## About this task
Each entry below should be echoed exactly, with pictures omitted.
======== Material to process ========
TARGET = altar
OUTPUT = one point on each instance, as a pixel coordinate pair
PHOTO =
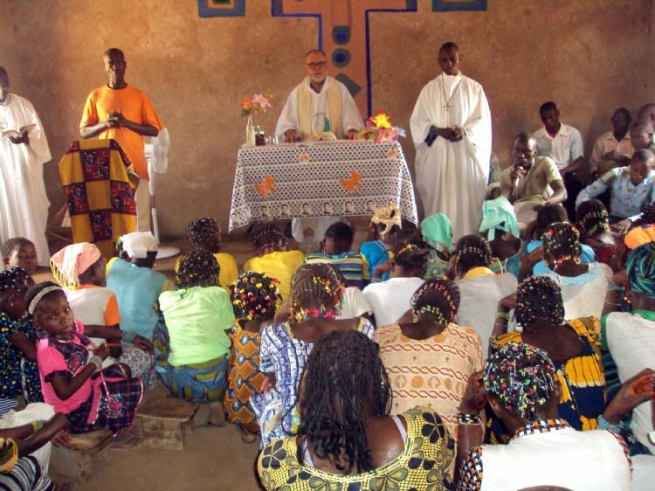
(302, 180)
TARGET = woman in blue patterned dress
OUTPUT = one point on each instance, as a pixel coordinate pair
(316, 301)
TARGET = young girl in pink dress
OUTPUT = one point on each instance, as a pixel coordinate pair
(71, 378)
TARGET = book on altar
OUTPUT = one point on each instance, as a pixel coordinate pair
(17, 133)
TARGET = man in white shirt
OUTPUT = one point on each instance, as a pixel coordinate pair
(451, 129)
(319, 104)
(614, 145)
(563, 144)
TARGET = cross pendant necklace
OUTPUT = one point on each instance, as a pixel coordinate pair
(446, 99)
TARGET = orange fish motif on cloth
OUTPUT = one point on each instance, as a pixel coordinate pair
(267, 188)
(353, 183)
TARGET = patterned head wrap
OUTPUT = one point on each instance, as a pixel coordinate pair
(498, 214)
(138, 244)
(640, 236)
(641, 270)
(198, 268)
(254, 295)
(437, 231)
(539, 297)
(562, 242)
(69, 263)
(387, 216)
(202, 230)
(522, 377)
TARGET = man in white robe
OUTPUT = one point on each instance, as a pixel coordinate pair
(319, 104)
(23, 200)
(451, 129)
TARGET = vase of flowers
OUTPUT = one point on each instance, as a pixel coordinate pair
(256, 104)
(378, 129)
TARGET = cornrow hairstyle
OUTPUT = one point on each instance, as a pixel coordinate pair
(317, 292)
(472, 251)
(197, 268)
(202, 231)
(522, 377)
(413, 260)
(268, 236)
(539, 297)
(562, 243)
(439, 298)
(254, 296)
(35, 296)
(648, 216)
(592, 218)
(546, 216)
(14, 244)
(344, 377)
(641, 270)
========
## Exercise output
TARGET = altar
OUTPUT = one point on each instance, as a pixel coordinate pair
PHOTO =
(302, 180)
TARGET = woman in blue patterned dress
OUTPUT = one point on each instance, as a pixel coordinate pair
(316, 301)
TARGET = young girl in pink dress
OUTPUT = one point on each instance, as a pixel coordinate pair
(71, 378)
TARGET = book on altar
OUTPUT = one point on each instance, as a pixel coordinate pair
(17, 133)
TARGET = man in white shirt
OUTPUT = one point on each instance, as a pixel coordinate pair
(451, 129)
(319, 104)
(614, 145)
(563, 144)
TARGET = cross pendant necklace
OUTPUT = one point on each instance, as a pixel coordinate pair
(446, 99)
TARGET = orange fish motif on cloth
OUTPUT = one point on each instance, as a pixel coordinate pair
(267, 188)
(353, 183)
TARGET = patterned head wrap
OUTPUT = one point on each instance, as a pixel coordinate pair
(498, 214)
(138, 244)
(640, 236)
(641, 270)
(198, 268)
(254, 295)
(437, 231)
(539, 297)
(562, 242)
(69, 263)
(387, 216)
(202, 230)
(522, 377)
TARGET = man in white robe
OUTPUT = one point on each instance, as a pixel coordinate pair
(319, 104)
(23, 200)
(451, 129)
TARGET = vase of flowers
OUTPUT = one point on each instance, as a pixel coordinate pair
(256, 104)
(378, 129)
TARGET = cornrow hairstyle
OUTPUT = one point on each instance, as a pixel coordinate pair
(317, 292)
(472, 251)
(197, 268)
(202, 231)
(522, 377)
(413, 260)
(268, 236)
(539, 297)
(562, 243)
(439, 298)
(254, 296)
(35, 296)
(648, 216)
(592, 218)
(546, 216)
(14, 244)
(344, 377)
(641, 270)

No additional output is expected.